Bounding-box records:
******

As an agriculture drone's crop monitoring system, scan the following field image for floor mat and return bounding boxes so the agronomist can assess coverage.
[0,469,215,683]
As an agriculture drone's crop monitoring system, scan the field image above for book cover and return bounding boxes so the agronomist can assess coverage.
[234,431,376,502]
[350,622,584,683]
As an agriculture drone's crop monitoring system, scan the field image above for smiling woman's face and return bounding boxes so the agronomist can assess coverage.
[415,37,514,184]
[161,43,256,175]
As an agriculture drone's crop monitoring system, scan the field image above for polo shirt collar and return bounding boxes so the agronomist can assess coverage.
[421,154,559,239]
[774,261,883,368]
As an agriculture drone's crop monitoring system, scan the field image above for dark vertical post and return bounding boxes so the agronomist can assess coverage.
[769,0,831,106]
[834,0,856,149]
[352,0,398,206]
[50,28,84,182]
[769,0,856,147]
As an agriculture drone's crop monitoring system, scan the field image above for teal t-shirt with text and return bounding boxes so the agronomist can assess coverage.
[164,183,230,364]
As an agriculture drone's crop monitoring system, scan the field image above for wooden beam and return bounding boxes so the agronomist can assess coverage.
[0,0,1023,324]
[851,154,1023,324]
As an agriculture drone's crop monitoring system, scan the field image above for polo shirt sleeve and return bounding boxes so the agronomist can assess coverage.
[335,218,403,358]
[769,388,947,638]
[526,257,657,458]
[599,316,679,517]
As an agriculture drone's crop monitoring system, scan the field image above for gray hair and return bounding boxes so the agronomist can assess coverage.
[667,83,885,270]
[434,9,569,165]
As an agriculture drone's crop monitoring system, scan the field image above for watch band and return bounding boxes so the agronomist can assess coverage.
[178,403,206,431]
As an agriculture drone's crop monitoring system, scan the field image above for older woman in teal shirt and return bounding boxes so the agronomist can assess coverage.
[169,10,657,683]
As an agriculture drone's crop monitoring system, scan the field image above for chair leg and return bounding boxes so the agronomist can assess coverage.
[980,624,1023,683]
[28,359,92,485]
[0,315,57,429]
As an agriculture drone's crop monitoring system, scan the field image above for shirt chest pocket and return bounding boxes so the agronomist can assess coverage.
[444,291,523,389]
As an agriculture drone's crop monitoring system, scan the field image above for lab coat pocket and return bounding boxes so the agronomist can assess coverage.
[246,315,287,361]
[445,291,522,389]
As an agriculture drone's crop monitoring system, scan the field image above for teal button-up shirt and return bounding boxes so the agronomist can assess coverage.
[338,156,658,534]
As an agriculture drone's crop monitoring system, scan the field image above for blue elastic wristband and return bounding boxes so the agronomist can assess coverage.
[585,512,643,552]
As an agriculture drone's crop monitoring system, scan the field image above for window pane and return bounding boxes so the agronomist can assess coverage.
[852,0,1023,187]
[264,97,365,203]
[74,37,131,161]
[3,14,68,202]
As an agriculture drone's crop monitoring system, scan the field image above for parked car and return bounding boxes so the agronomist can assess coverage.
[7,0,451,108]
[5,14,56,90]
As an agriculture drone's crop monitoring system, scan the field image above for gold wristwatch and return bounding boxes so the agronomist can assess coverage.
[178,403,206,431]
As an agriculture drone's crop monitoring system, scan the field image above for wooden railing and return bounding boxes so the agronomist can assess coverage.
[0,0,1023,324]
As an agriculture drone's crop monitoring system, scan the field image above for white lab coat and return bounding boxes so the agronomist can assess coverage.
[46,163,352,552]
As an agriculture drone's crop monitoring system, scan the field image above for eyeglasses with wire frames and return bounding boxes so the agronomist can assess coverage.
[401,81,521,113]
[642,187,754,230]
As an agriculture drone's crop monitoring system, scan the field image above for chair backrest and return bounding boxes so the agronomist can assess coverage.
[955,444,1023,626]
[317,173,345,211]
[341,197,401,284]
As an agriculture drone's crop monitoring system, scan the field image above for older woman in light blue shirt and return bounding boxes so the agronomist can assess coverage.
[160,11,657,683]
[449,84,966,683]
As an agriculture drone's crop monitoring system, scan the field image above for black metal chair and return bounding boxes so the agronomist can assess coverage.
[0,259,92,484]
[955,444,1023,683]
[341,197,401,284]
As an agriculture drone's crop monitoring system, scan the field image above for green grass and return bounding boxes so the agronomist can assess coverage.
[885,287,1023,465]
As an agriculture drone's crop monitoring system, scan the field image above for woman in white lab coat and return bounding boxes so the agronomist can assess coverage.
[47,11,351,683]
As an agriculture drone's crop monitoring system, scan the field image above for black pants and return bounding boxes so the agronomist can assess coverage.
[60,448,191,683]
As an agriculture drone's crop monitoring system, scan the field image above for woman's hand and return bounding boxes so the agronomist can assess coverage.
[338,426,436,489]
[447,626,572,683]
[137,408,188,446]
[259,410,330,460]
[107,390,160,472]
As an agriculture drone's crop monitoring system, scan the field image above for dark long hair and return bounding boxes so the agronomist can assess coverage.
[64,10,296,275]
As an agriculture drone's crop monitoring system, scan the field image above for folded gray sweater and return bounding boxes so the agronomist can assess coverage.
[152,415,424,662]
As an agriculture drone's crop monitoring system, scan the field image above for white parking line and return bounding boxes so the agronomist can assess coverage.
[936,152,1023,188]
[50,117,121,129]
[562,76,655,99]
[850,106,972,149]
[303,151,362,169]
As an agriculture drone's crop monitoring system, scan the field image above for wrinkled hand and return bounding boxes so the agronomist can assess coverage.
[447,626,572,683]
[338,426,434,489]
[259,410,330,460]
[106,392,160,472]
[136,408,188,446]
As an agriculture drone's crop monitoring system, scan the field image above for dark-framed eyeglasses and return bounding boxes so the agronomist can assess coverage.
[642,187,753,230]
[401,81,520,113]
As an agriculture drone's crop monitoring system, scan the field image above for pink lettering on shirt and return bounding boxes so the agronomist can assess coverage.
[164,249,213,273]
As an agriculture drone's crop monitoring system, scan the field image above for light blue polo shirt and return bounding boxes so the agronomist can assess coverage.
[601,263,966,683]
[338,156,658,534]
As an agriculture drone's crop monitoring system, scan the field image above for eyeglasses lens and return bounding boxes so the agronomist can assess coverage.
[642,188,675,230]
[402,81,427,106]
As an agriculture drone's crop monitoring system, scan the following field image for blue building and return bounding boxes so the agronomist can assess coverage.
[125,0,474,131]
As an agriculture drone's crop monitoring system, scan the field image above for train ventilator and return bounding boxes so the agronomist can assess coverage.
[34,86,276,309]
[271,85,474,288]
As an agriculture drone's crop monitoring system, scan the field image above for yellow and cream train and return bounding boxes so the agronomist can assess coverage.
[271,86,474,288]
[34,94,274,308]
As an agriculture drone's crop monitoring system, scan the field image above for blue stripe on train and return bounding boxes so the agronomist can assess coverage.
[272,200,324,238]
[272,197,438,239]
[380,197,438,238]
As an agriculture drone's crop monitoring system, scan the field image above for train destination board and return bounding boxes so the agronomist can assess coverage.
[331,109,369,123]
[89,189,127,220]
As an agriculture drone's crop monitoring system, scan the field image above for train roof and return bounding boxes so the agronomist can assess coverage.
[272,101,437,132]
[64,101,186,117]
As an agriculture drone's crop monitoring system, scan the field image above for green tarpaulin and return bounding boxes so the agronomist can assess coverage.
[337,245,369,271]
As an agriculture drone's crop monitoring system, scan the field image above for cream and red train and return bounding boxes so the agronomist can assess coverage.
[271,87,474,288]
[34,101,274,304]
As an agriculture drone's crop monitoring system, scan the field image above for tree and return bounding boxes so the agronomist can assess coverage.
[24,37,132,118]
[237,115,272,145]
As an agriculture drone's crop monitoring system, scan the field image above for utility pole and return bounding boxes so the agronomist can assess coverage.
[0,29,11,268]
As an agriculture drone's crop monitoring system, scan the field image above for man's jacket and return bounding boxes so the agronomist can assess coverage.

******

Short exercise: Print every item above word for word, with no changes.

Output of the task:
As an agriculture drone's crop monitoring system, scan the following field image for floor mat and return bounding boxes so the agronomist can assess coverage.
[0,469,215,683]
As an agriculture drone's crop monitoring system, scan the field image above for book cover and return bounding boxes so the agronomist can assess coverage.
[234,431,376,502]
[350,622,584,683]
As an agriculture drone's crop monitoring system, scan the field image above for smiling woman's face and return bounding boxes so the agronomist can assess coverage.
[415,37,514,184]
[161,43,256,175]
As an agriculture drone's crop monitoring system, scan the field image above for polo shirt collar and return bounding boxes so the agronomist can assess coverage.
[421,154,559,239]
[774,261,883,368]
As an agriculture drone's crop monitoring system, scan the field image above for dark vertical post and return bounding boxes so the agronomist can assess coverage.
[769,0,831,106]
[834,0,856,149]
[352,0,398,206]
[50,28,84,182]
[769,0,856,147]
As an agriculture drone's crop monitoring system, scan the field image above for teal t-shirt with text and return bounding boxes so the agronomist can assess coverage.
[164,183,230,364]
As an agriculture drone's crop monitoring system, scan the field image above for wooden beam and return bounding boxes so the agronomist can assess coverage.
[0,0,1023,324]
[851,154,1023,324]
As an agriculture drone's crop monitoring system, scan the field image above for polo shirt sleeve and return bounding boxes so the agronomist can assess coverage.
[335,218,403,358]
[769,388,947,638]
[526,257,657,458]
[599,316,679,517]
As an agriculture drone's crop monitoring system, scan the field image above for gray hair and return bounding boxes so the agronomist can assess coverage.
[667,83,885,270]
[434,9,569,165]
As an agriculture drone's crop monitoring system, scan the field image above for watch band and return bounding boxes so the agronomist can assess coverage.
[178,403,206,431]
As an agriculture drone's crop monitoring system, scan the field image above for older woman in teal shirt and return bounding boxes so the agronomist can assess coverage.
[169,10,657,683]
As an agriculture drone's crop monitoring system, scan the field image above for chair leg and return bounding boxes so the agronomist can assess coverage.
[980,624,1023,683]
[28,359,92,485]
[0,315,57,429]
As an agriculture drone's crop monitoring system, scan the field image above for shirt chest pocket and return bounding boxes so the agronomist can assess coverage.
[444,291,523,389]
As an agriculture drone's crop monitoring system, scan the field image above for lab coat pocket and return bounding boxes so the agronomist can assess coverage.
[246,315,287,361]
[445,291,522,389]
As an agriculture drone's crop monitoring system, scan the field image above for teal button-up shirt and return bounding boxes so the agronomist can assess coverage.
[338,156,658,534]
As an agriculture drone's crop monitoring system, scan the field image above for blue elastic wristband and return bounding boxes so the agronomist can assess coverage.
[585,512,643,552]
As an agriculture drone's crop monitoring system, scan the field image above for window pane and return bounding boxes so the agronomist can assess coverage.
[852,0,1023,187]
[264,97,365,203]
[74,37,131,161]
[3,14,68,202]
As an agriculture drone's crop monitoring system, scan the field image above for parked car and return bounding boxes so the agronomist can assess coverage.
[7,0,451,108]
[5,14,56,90]
As an agriculture drone's crop monitoring system, scan the field image above for gold wristwatch and return bounding boxes so the agronomist can assess coverage.
[178,403,206,431]
As an agriculture drone's crop monitoring system, scan the field image above for wooden railing and return bounding boxes so the agronomist can assess coverage.
[0,0,1023,324]
As an agriculture drone's crop monitoring system, scan the field image above for white lab coat and return bounding boxes so the agronomist can assess coverage.
[46,163,352,552]
As an agriculture drone's crop monitoring system, scan the field image above for eyeglasses with wire frames and return bounding boxes so the agronomist can assess coverage.
[401,81,521,113]
[642,187,754,230]
As an agriculture drone's crop monitoring system, scan the field image above for chair backrest and return bounding boxes so the agronomist can assess coverage.
[955,444,1023,626]
[317,173,345,211]
[341,197,401,284]
As an agriculture drone's crop monitoring system, scan the field image above for older woman in light blue shirt and return bounding boxes so the agronomist can assess coverage.
[160,11,657,683]
[449,84,966,683]
As an agriculture drone's crop monitoring system, scan the field image above for black metal chair and return bounding boxes so the agronomist can assess coverage.
[0,259,92,484]
[955,444,1023,683]
[341,197,401,284]
As an agriculture drone's crop monitoring system, scan the field image above for green grass and return bounding boxes so the agronomist can assess coverage.
[885,287,1023,465]
As an agriculture drone's crop monitoring system, scan the field image above for woman in white lab coat and return bounding boxes so the agronomist can assess coverage.
[47,11,351,683]
As an agriculture drone's crop monitoring system, scan the field image above for black pants and return bounding boxes so the agronomist can assess coverage.
[60,448,191,683]
As an agriculture drone's crop monitoring system, scan the field image above for woman's hand and return bounding boxes so the agronomist can assess coverage.
[338,426,436,489]
[447,626,572,683]
[137,408,188,446]
[259,410,330,460]
[107,390,160,472]
As an agriculture drone's crop monitoring system, scan the field image above for dark long hair and return bounding boxes so the agronomist can assess coverage.
[64,10,296,275]
As an agriculture drone's crop monitoring system, scan the field image above for folded gray sweater and return bounding boxes so the agronomist can assess coverage.
[152,415,424,662]
As an agriculture drone's crop monitoring system, scan the field image above for white parking line and return bounding boxes so the agronomist can assess coverage.
[936,152,1023,188]
[50,117,121,129]
[562,76,655,99]
[850,106,972,149]
[303,151,362,169]
As an agriculture drone's crop monitoring system, scan the field image above for wrinkled hand and return bounding boxes so the agronomist can assess coverage.
[447,626,572,683]
[338,426,434,489]
[259,410,330,460]
[106,392,160,472]
[136,408,188,446]
As an agriculture drone's crop monitoring system, scan the field image above for dark-framed eyeglasses and return bounding boxes so the agronomist can assess coverage.
[642,187,753,230]
[401,81,520,113]
As an agriculture drone's crop monitoring system, scan the field image above for pink lettering on shirt and return bounding boxes so the agronomist can assess coverage.
[164,249,213,273]
As an agriculture drone's crop monitoring system, scan the field image above for light blue polo shirt and return bounding boxes so the agronomist can assess coverage.
[601,263,966,683]
[338,156,658,534]
As an agriculture drone's crop monitoring system, scan the field image above for eyeglasses lens and return bounding boxes so the agronomist can assess coverage.
[642,188,675,230]
[402,81,427,106]
As an agriculture drone's crop monitoring system, scan the following field image for blue building and return bounding boxes so the agronomist can assess coverage.
[125,0,474,131]
As an agriculture drone's crop monitoring system, scan the field image above for train ventilator and return bounding boxes so the agronomist can assess coverage.
[34,86,276,309]
[271,85,474,288]
As an agriculture drone's crop monitoring system, scan the field image above for yellow and cream train and return bounding boxes so the agronomist can assess coverage.
[271,86,474,288]
[34,94,274,308]
As an agriculture drone's crop monitoring system, scan the field image above for blue stripe on train and return bounding boxes so the agronomist can assess coverage.
[272,200,324,238]
[272,197,438,239]
[380,197,438,238]
As an agriculture drone's crop monitoring system, scan the field image above for train destination board and return bounding boxes so the agronomist can assess coverage.
[331,109,369,123]
[89,189,127,220]
As an agriculture drone's crop monitoring system, scan the field image above for train roof and return bounding boxes so the agronomist can assess coverage.
[272,101,437,132]
[64,101,186,117]
As an agriculture drone's crop monitoring system, scan the field image above for green tarpaulin and return bounding boxes so the agronomist can assess coverage.
[337,245,369,271]
As an agriculture drone's crop monitoring system, scan the field image above for cream and red train and return bounding boxes so the agronomist can assess coverage.
[271,87,474,288]
[34,101,274,304]
As an agriculture drone's crop monitoring system, scan the field image above for tree and return bounding boxes so the agronomist can assess coverage.
[24,37,132,118]
[237,115,272,145]
As an agriculture drone's crop monitoring system, scan the field image above for utility pole and return bounding boxes so the agronomist can assess coverage.
[0,29,11,268]
As an agriculture drone's crop monitoring system, scan the field image above for man's jacket and return bounding boxes so the agronomist can assess coverage.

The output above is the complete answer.